Stored data entries
..........
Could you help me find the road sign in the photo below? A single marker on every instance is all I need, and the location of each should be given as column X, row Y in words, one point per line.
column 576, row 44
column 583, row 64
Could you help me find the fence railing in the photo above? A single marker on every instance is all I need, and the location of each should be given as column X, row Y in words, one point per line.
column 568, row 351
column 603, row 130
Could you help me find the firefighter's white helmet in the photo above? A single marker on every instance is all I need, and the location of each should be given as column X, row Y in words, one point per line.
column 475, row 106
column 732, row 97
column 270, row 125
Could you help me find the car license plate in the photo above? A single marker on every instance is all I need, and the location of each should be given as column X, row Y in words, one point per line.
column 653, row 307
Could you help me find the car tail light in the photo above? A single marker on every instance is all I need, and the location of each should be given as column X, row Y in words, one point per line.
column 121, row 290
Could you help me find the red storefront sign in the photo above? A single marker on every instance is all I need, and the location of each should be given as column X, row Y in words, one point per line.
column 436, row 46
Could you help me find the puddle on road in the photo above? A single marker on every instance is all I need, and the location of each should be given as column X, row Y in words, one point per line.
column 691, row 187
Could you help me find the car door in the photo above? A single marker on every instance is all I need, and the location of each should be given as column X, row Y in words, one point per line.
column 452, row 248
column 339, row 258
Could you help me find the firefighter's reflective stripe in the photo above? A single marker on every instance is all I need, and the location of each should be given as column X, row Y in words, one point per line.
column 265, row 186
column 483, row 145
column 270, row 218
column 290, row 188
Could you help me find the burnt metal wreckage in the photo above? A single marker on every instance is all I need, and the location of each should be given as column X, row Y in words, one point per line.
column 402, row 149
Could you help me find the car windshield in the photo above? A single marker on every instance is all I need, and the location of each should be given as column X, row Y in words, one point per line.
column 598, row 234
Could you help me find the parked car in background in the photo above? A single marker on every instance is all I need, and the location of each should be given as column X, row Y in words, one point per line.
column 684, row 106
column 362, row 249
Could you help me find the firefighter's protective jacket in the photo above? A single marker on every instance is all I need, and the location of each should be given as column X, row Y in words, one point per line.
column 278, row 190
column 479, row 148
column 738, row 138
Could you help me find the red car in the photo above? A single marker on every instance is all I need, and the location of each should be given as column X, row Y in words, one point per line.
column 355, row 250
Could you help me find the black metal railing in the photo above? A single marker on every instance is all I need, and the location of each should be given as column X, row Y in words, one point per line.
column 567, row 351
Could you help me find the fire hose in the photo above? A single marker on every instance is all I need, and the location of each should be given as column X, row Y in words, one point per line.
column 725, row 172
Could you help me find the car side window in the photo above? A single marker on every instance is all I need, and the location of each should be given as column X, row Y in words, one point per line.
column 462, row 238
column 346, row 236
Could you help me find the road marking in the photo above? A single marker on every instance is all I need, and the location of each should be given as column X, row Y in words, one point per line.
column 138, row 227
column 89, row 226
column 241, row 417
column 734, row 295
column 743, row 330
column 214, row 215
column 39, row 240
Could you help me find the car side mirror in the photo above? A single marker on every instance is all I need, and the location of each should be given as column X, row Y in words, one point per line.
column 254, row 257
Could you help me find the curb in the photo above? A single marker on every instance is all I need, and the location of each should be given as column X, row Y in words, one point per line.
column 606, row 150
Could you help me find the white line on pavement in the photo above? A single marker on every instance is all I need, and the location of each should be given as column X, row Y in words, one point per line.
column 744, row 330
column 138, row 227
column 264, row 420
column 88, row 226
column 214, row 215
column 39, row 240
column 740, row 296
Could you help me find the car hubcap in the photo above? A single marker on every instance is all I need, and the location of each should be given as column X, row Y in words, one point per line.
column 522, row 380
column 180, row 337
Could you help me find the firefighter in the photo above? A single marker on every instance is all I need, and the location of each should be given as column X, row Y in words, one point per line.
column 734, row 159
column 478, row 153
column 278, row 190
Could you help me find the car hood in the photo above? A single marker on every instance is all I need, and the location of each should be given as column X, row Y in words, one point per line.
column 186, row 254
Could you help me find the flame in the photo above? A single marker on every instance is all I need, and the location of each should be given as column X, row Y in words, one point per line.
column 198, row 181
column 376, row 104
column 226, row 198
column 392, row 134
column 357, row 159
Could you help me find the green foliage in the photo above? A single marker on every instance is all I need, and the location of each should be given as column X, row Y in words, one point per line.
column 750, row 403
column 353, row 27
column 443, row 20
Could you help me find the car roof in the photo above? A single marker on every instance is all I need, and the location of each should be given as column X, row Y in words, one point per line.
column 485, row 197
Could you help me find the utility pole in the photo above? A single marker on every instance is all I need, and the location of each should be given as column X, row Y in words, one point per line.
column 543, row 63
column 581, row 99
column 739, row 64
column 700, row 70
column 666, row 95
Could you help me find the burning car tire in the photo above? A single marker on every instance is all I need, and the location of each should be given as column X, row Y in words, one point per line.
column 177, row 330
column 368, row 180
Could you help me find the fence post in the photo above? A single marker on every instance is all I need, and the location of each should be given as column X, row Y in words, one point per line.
..........
Above are some records. Print them all exactly.

Could you help me find the road sign in the photo below? A single marker on every instance is all I need, and the location of each should be given as column X, row Y in words, one point per line.
column 576, row 44
column 583, row 64
Could you help me find the fence railing in the photo above? A single marker on every instance is all I need, and the location of each should be given as column X, row Y in words, one point per line.
column 568, row 351
column 603, row 130
Could you help me find the firefighter's white helmet in the photo above? A single marker on every instance is all I need, and the location of each should be given as column X, row Y in words, one point per line.
column 475, row 106
column 732, row 97
column 270, row 125
Could you help me find the car license plate in the photo above? A single marker on every instance is all I need, and the location of each should be given as column X, row Y in words, one point per line.
column 653, row 307
Could you help me find the car tail light in the photo above? A single marker on every instance is all I need, and the location of each should be given as column X, row Y in words, one point per line.
column 121, row 290
Could you help me find the red storefront sign in the photo above? A single marker on every instance is all I need, and the location of each should be given as column X, row Y in words, one point per line.
column 436, row 46
Could you help me find the puddle on road in the photo above? A single marker on every instance is all I need, and the location of each should be given as column X, row Y in words, one point per line.
column 691, row 187
Could you help me find the car door in the photo above? A single marker on every instance is all I need, and the location of each should be given as column X, row Y in words, one point per line.
column 452, row 248
column 339, row 258
Could you help me find the firefighter's reflective stripe in the photo above? A single marker on every instance is all I need, and the location of each should be given as column X, row Y in words, one point per line.
column 265, row 186
column 483, row 145
column 270, row 218
column 290, row 188
Could you help me find the burnt metal wreckage in the photo above? A single marker on every instance is all I need, and the location of each should be given as column X, row Y in words, one point per line.
column 402, row 149
Could you help me find the car windshield in the photo above? A single marker on every instance is all I need, and the location of each should be given as column X, row Y in words, one point per line.
column 598, row 234
Could you help me find the parked car in background in the photo above? A single marker on every instance is all I need, and the location of each should be given as column X, row Y in words, one point per line.
column 684, row 106
column 362, row 249
Could you help me find the firefighter's protective jacket in the photo above? A single marker on every instance is all I need, and the location of each should be given as column X, row Y in words, one point per line.
column 278, row 190
column 479, row 148
column 738, row 138
Could you help me find the red car in the photo above? A single marker on every instance is all I need, and the location of each should be given as column X, row Y in words, one point per line.
column 355, row 250
Could you help me find the black metal railing in the photo above? A single marker on every instance is all I need, and the location of each should be given as column X, row Y in words, one point per line.
column 567, row 351
Could you help me find the fire hose in the photo above? A single marker on every instance is all I need, and the location of each should be given as column X, row Y in words, one point per line.
column 725, row 172
Could you help me find the car side window in the photo above? A single marker on every instance is all I need, and the location of each should be given as column X, row Y in words, one point per line.
column 462, row 238
column 346, row 236
Could you help me find the road marking in the photo above? A single marker on every instance is all I need, and the location of each should be given as column X, row Y in words, one point per line.
column 138, row 227
column 89, row 226
column 241, row 417
column 734, row 295
column 743, row 330
column 214, row 215
column 39, row 240
Could you help me find the car side mirror in the photo above? A single marker on every instance is all I need, and the location of each should be given as column X, row Y in words, one point per line.
column 254, row 257
Could you help me find the curb in the photo above? A single marker on every instance is all I need, and the location of each should be given as column X, row Y in words, one point per line.
column 606, row 150
Could you help me find the white line on pavement in the photo above? A single marker on every instance is all I need, and the location of each should be given as column X, row Y in words, one point per line.
column 744, row 330
column 138, row 227
column 264, row 420
column 88, row 226
column 214, row 215
column 39, row 240
column 740, row 296
Could you help me find the car hubcap in the photo above? A single marker on every instance is all I need, and the location of each should be given as column X, row Y in words, one point per line.
column 522, row 380
column 180, row 337
Could you help me find the firefighter in the photo above? A single marker on every instance is all I need, and the location of each should be given as column X, row Y in words, one point per line.
column 734, row 159
column 478, row 153
column 278, row 190
Could you help me find the car hood in the photo above? A single marker on every instance is all I need, and the location of each should be given as column X, row Y in words, one point per line.
column 186, row 254
Could you help me find the flame in the photo above? A single marker on every instance is all I need, and the location of each should be given as column X, row Y in words, one point per line.
column 198, row 181
column 376, row 104
column 226, row 198
column 392, row 134
column 357, row 159
Could you help me find the green foliage in the photo above? A single marker on every instance is all I need, and the location of each should be given as column X, row Y in words, one point per line.
column 750, row 403
column 353, row 27
column 443, row 20
Could you help me find the car roof in the photo above? A single marker on every instance is all I need, and the location of each should be given as column X, row Y in words, one point per line.
column 485, row 197
Could you help me find the utility pole in the photo above? A single marker on every instance is all I need, and the location of each should be given as column X, row Y in words, one point per line.
column 543, row 63
column 581, row 99
column 739, row 64
column 700, row 70
column 666, row 95
Could you help me find the burning car tire in the photo above? A single marker on every instance is all I need, and the location of each should be given as column X, row Y in words, one point per line.
column 177, row 330
column 368, row 180
Could you help me find the fence post in the photo above? A single marker on every instance is all I need, and the location of each should be given as column X, row Y in words, one point per line.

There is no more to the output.